## OBJECTIVE
Extend the forum thread on the Callas Google Doodle onward from its final line.

## TEXT TO READ
━━━━━━

# Callus Google Doodle



## Couac Addict (Oct 16, 2013)

More entertaining than a calloused doodle.

...not sure how you celebrate someone's 90th birthday when they've been dead for nearly four decades - but there it is. Warts and all (another thing no one wants on a doodle).

Anyone feeling old? :lol:










Nice job at spelling her name as well...the final insult, eh?


----------



## Revenant (Aug 27, 2013)

Popular culture has become so intensely dumbed-down that when trying to recognize excellence or anything fine, they simply make it worse. But I'm a bit Callused.


----------



## Couac Addict (Oct 16, 2013)

How long was her right arm?


----------



## Aramis (Mar 1, 2009)

NO BIG DEAL

You'll better listen to Carreras singing Mattinata by Leoncavallo in the best symphonic arrangement:


----------



## GreenMamba (Oct 14, 2012)

Why wouldn't you honor the birthday of someone dead? They do it all the time. If they do it on the death anniversary, then it seems like your happy they're dead.

And maybe it's just me, but I don't see the misspelling (except in this thread title).


----------



## Couac Addict (Oct 16, 2013)

The title of the Google doodle is _Maria Callas' 90th birthday_ which to me, implies that she's just turned 90.
I know it's done all of the time. Verdi's 200th birthday, for example. I'm not convinced that when we celebrate a birthday, we are literally celebrating the year of our birth but instead celebrating being a year older. 
Birthdays are reserved for the living, or else there would be no one to blow out the candles.

Whatever happened to _anniversaries?_

Any other _important world issues_ you'd like me to address? :lol:


----------



## sospiro (Apr 3, 2010)

GreenMamba said:


> And maybe it's just me, but I don't see the misspelling (except in this thread title).


It's been amended


----------



## ahammel (Oct 10, 2012)

Google makes and corrects spelling error, uses slightly ambiguous language. Film at eleven.


----------



## Tsaraslondon (Nov 7, 2013)

Couac Addict said:


> The title of the Google doodle is _Maria Callas' 90th birthday_ which to me, implies that she's just turned 90.
> I know it's done all of the time. Verdi's 200th birthday, for example. I'm not convinced that when we celebrate a birthday, we are literally celebrating the year of our birth but instead celebrating being a year older.
> Birthdays are reserved for the living, or else there would be no one to blow out the candles.

━━━━━━

## RAW DATA
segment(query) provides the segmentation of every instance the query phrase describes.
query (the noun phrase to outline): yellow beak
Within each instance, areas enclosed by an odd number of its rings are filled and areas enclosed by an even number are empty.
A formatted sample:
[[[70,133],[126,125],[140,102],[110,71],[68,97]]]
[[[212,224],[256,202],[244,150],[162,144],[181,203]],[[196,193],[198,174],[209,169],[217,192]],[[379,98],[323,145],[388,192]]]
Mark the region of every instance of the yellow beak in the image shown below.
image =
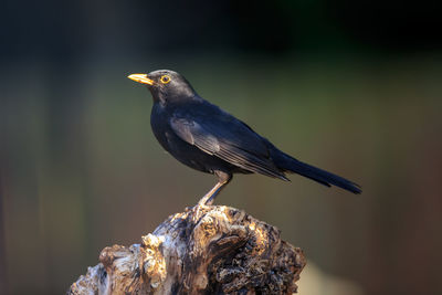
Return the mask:
[[[138,83],[154,85],[154,80],[148,78],[146,74],[131,74],[127,77]]]

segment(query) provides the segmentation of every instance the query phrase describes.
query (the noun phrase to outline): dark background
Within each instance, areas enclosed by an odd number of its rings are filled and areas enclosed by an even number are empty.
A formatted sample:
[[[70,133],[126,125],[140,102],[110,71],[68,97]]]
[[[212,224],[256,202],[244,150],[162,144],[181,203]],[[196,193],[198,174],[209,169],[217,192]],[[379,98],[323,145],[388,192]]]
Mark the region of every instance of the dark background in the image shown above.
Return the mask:
[[[0,293],[61,294],[211,188],[162,151],[126,78],[170,69],[362,186],[238,176],[218,198],[304,249],[299,294],[442,294],[439,3],[3,0]]]

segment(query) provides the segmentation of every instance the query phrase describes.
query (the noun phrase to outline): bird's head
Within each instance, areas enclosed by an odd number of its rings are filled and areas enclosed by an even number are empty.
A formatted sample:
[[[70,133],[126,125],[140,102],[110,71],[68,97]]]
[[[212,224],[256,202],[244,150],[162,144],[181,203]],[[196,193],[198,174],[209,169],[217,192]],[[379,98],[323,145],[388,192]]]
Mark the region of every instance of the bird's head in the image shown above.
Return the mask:
[[[131,74],[128,78],[145,84],[155,102],[179,102],[196,95],[190,83],[182,75],[170,70],[158,70],[149,74]]]

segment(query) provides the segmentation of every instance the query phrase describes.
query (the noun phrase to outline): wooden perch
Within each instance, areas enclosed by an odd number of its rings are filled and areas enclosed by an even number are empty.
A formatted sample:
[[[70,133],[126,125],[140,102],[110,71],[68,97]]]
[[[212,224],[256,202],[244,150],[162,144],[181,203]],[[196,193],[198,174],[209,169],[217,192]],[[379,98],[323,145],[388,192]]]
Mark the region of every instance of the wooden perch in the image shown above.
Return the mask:
[[[187,209],[141,239],[105,247],[67,294],[292,294],[306,263],[275,226],[223,206]]]

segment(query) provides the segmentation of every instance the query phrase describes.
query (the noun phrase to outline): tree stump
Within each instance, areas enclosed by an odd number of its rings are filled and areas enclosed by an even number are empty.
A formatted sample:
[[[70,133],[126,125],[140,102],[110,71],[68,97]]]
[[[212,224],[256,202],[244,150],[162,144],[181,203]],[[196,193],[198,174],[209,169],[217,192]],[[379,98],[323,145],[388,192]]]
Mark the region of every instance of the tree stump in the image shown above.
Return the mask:
[[[275,226],[224,206],[170,215],[141,244],[113,245],[67,294],[292,294],[306,264]]]

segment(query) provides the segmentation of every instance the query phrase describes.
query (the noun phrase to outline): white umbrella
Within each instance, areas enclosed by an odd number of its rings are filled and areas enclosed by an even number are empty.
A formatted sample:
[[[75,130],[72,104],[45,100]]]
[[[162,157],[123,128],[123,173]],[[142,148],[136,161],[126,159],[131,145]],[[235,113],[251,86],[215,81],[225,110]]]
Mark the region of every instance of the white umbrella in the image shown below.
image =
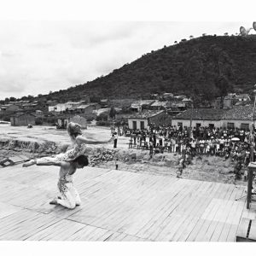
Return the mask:
[[[239,137],[232,137],[231,138],[231,142],[239,142],[240,141],[240,138]]]

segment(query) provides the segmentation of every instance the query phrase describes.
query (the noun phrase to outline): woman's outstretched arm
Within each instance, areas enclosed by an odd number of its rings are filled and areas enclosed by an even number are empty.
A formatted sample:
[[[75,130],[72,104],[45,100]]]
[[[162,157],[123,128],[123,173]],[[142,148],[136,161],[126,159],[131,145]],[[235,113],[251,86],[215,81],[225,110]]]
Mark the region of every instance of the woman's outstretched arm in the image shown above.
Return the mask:
[[[22,165],[22,167],[29,167],[31,166],[37,165],[37,166],[55,166],[60,167],[67,167],[70,166],[69,162],[65,161],[55,161],[54,159],[50,158],[41,158],[41,159],[33,159],[26,162]]]

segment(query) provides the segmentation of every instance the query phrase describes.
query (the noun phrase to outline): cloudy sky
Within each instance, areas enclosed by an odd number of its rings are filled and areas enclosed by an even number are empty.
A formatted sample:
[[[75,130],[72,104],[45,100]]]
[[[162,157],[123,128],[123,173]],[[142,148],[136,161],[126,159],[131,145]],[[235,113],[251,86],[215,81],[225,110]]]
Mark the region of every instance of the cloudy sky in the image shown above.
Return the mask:
[[[84,84],[176,40],[253,21],[0,20],[0,99]]]

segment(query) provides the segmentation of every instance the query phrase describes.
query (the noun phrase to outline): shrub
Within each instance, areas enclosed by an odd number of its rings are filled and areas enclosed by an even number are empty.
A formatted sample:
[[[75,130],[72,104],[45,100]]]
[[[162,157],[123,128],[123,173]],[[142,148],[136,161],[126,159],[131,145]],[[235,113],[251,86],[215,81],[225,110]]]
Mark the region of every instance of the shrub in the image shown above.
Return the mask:
[[[5,122],[9,122],[10,121],[10,117],[9,116],[5,116],[3,119],[3,121]]]

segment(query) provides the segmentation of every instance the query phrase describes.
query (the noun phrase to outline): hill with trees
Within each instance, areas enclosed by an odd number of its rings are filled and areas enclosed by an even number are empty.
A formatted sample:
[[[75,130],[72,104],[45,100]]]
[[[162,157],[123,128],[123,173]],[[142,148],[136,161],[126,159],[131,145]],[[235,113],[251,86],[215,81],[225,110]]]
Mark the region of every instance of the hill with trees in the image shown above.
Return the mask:
[[[189,38],[152,50],[93,81],[51,92],[47,98],[78,101],[89,94],[96,101],[172,92],[211,101],[227,92],[253,92],[256,84],[256,35]]]

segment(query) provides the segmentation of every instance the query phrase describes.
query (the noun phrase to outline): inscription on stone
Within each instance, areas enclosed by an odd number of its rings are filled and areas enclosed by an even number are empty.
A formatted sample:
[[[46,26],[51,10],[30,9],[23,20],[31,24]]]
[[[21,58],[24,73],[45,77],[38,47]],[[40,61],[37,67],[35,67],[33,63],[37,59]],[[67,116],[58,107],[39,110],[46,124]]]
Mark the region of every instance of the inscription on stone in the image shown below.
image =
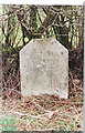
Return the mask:
[[[68,51],[55,39],[31,40],[20,51],[21,94],[67,99]]]

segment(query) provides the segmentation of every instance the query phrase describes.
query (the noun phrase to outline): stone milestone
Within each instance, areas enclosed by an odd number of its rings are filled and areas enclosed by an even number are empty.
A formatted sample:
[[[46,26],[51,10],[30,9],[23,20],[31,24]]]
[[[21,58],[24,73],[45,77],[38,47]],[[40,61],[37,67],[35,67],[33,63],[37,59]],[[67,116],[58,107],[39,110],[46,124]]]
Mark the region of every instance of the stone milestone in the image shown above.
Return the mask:
[[[20,51],[21,94],[68,96],[68,51],[53,38],[33,39]]]

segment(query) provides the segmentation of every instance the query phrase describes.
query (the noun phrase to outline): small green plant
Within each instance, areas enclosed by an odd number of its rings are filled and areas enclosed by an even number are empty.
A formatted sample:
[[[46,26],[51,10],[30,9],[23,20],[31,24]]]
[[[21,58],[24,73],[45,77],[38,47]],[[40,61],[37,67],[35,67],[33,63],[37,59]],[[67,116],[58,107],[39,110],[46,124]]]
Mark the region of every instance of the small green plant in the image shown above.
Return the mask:
[[[17,120],[13,115],[10,117],[8,115],[0,116],[0,124],[2,125],[2,131],[18,131]]]

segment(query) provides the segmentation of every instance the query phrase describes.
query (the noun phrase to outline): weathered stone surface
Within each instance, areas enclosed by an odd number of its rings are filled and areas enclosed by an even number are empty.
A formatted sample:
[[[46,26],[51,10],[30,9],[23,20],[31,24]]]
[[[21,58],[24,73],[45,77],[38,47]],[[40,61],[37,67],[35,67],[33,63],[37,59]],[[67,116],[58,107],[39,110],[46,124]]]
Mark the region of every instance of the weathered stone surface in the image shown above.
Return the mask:
[[[68,51],[55,39],[34,39],[20,51],[21,94],[67,99]]]

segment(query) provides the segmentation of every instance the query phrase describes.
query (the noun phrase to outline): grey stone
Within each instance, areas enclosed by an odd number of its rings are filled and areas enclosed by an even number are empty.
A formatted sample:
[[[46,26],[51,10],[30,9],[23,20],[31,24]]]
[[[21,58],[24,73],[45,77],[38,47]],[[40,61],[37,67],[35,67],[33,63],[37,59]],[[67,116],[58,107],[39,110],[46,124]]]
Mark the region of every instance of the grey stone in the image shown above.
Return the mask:
[[[21,94],[67,99],[68,51],[53,38],[33,39],[20,51]]]

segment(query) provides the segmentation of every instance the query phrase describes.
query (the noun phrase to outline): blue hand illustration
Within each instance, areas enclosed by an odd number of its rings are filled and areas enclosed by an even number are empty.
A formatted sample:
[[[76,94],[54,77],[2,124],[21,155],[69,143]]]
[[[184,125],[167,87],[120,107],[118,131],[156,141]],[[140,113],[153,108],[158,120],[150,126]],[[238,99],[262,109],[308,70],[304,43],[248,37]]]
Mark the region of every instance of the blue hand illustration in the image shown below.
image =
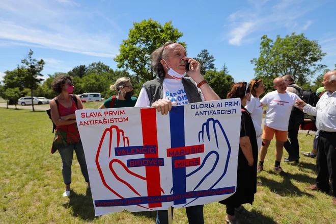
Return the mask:
[[[231,147],[230,142],[227,136],[227,135],[224,131],[220,122],[216,119],[212,118],[209,118],[207,121],[203,123],[202,127],[202,130],[199,132],[199,141],[200,143],[203,143],[205,145],[205,148],[209,149],[211,145],[213,145],[213,142],[216,142],[216,148],[211,148],[213,150],[208,153],[206,157],[204,158],[202,164],[197,169],[195,169],[190,173],[187,174],[186,176],[186,178],[191,177],[195,175],[198,172],[200,171],[204,165],[207,163],[207,161],[210,161],[209,158],[210,157],[215,156],[215,160],[213,162],[212,168],[208,171],[201,180],[199,183],[196,185],[193,190],[197,190],[198,189],[201,189],[202,190],[211,190],[213,189],[217,184],[224,177],[227,173],[228,167],[229,165],[229,161],[231,152]],[[209,145],[210,143],[212,144]],[[216,170],[217,167],[217,164],[219,158],[225,159],[226,161],[225,168],[222,171],[217,171],[221,172],[221,176],[218,179],[216,180],[214,182],[209,183],[208,181],[204,182],[204,181]],[[213,161],[213,158],[212,160]],[[203,186],[203,187],[202,187]],[[204,189],[204,188],[206,189]],[[188,204],[193,202],[196,200],[198,197],[194,198],[191,202],[185,205],[184,206],[187,206]]]

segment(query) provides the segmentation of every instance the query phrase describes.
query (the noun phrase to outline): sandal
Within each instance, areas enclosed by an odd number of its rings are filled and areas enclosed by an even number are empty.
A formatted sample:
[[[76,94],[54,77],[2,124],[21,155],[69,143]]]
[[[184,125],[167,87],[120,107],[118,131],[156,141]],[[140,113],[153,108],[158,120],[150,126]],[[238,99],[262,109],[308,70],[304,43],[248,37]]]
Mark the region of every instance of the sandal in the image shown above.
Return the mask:
[[[66,190],[64,191],[64,193],[63,193],[62,196],[63,196],[63,197],[69,197],[70,196],[70,191]]]
[[[245,208],[244,208],[244,206],[242,205],[241,206],[241,208],[235,208],[235,211],[241,215],[245,215],[245,216],[247,216],[250,218],[256,217],[256,214],[255,213],[247,211]]]
[[[239,222],[238,221],[236,218],[230,221],[228,219],[227,215],[225,216],[225,220],[227,221],[228,224],[239,224]]]

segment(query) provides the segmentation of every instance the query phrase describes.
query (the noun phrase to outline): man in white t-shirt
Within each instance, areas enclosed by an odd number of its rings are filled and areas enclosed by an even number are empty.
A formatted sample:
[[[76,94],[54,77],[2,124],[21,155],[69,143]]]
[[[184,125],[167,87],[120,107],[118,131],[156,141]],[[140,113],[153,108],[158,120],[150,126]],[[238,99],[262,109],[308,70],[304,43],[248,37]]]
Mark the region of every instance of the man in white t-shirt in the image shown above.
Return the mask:
[[[264,160],[274,134],[276,139],[276,148],[273,169],[276,171],[283,172],[280,162],[283,157],[284,143],[287,140],[289,117],[295,100],[300,99],[295,93],[286,91],[286,83],[282,78],[275,78],[273,84],[276,90],[266,94],[260,101],[263,105],[267,105],[268,108],[262,136],[265,145],[262,146],[260,150],[260,159],[257,167],[259,172],[264,169]]]
[[[151,106],[163,115],[167,114],[172,104],[181,105],[220,99],[201,74],[200,63],[187,58],[181,44],[166,42],[154,51],[151,60],[152,69],[158,79],[143,85],[135,107]],[[192,79],[184,78],[186,73]],[[203,205],[186,207],[186,211],[189,223],[204,223]],[[158,211],[156,223],[168,223],[167,210]]]

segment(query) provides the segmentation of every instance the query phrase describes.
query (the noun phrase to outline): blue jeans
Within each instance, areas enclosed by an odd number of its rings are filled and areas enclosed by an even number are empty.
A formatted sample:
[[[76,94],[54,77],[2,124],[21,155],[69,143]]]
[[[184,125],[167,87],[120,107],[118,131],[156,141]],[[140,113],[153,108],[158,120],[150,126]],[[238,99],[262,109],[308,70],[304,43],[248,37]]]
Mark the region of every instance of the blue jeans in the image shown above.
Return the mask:
[[[62,158],[62,174],[63,176],[63,181],[65,184],[71,183],[71,165],[73,158],[73,151],[75,151],[77,156],[77,160],[80,166],[80,170],[84,176],[85,181],[89,182],[89,173],[87,162],[85,160],[84,150],[81,143],[70,144],[65,147],[58,148],[61,158]]]
[[[196,205],[185,208],[189,224],[204,224],[203,205]],[[172,210],[173,216],[173,210]],[[156,215],[156,224],[168,224],[168,211],[160,210]]]

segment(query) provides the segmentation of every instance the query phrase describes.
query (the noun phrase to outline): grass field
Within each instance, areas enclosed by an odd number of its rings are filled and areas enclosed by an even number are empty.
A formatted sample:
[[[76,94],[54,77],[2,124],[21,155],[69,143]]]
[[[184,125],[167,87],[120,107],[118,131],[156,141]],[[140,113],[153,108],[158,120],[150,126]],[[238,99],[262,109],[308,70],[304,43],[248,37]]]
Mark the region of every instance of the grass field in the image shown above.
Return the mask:
[[[1,223],[155,223],[155,212],[124,211],[95,217],[92,199],[75,158],[74,191],[69,198],[62,197],[61,160],[58,153],[50,153],[53,135],[45,112],[0,108],[0,116]],[[300,134],[303,150],[311,149],[313,138]],[[240,223],[335,223],[332,197],[304,189],[314,183],[315,160],[302,158],[299,165],[282,163],[288,173],[280,176],[271,171],[274,150],[272,142],[265,162],[266,171],[258,175],[263,186],[258,187],[253,206],[245,206],[257,217],[238,217]],[[225,206],[217,203],[206,205],[206,223],[225,223]],[[174,210],[173,223],[187,223],[184,209]]]

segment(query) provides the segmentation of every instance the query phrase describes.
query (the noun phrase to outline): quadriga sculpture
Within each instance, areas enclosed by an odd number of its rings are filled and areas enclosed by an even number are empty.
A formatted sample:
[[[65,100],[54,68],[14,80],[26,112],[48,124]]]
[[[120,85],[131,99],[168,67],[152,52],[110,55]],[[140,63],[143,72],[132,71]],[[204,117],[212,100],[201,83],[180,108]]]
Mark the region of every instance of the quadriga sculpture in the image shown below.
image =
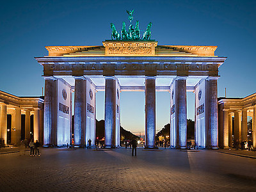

━━━━━━

## ANSWER
> 
> ...


I can't say the wording bothers me unduly. It is just a shortening of "Today is the 90th anniversary of the birth of Maria Callas" (or the 200th of Verdi and Wagner, or the 100th of Britten, just a few of the other milestones we have been celebrating this year).

True they are no longer around to blow out the candles, but no reason why the rest of us shouldn't be able to celebrate the fact that they were born and gave us so much pleasure. And so much preferable to celebrating the year of their death.


----------



## deggial (Jan 20, 2013)

Couac Addict said:


> ...not sure how you celebrate someone's 90th birthday when they've been dead for nearly four decades


2013: Wagner and Verdi. I'm just sayin'.

I like google doodles. It's cool that people who don't listen to opera know Callas' name even 36 years after her death. I don't see how the doodle is dumbing things down.


----------



## Couac Addict (Oct 16, 2013)

My objection isn't the drawing or the celebrations...just "birthday". 
Anyway, I'm off to celebrate Grandma's 98th birthday. Now then, is she dead or just really old?


----------



## Posie (Aug 18, 2013)

Couac Addict said:


> My objection isn't the drawing or the celebrations...just "birthday".
> Anyway, I'm off to celebrate Grandma's 98th birthday. Now then, is she dead or just really old?


You do have a point. We should all get together on the next anniversary of Giuseppe Verdi's funeral and sing Va, pensiero.


----------



## Freddie von Rost (Dec 3, 2013)

I was rather pleased to see it, as I do not associate Google with classical music in general and Callas in particular.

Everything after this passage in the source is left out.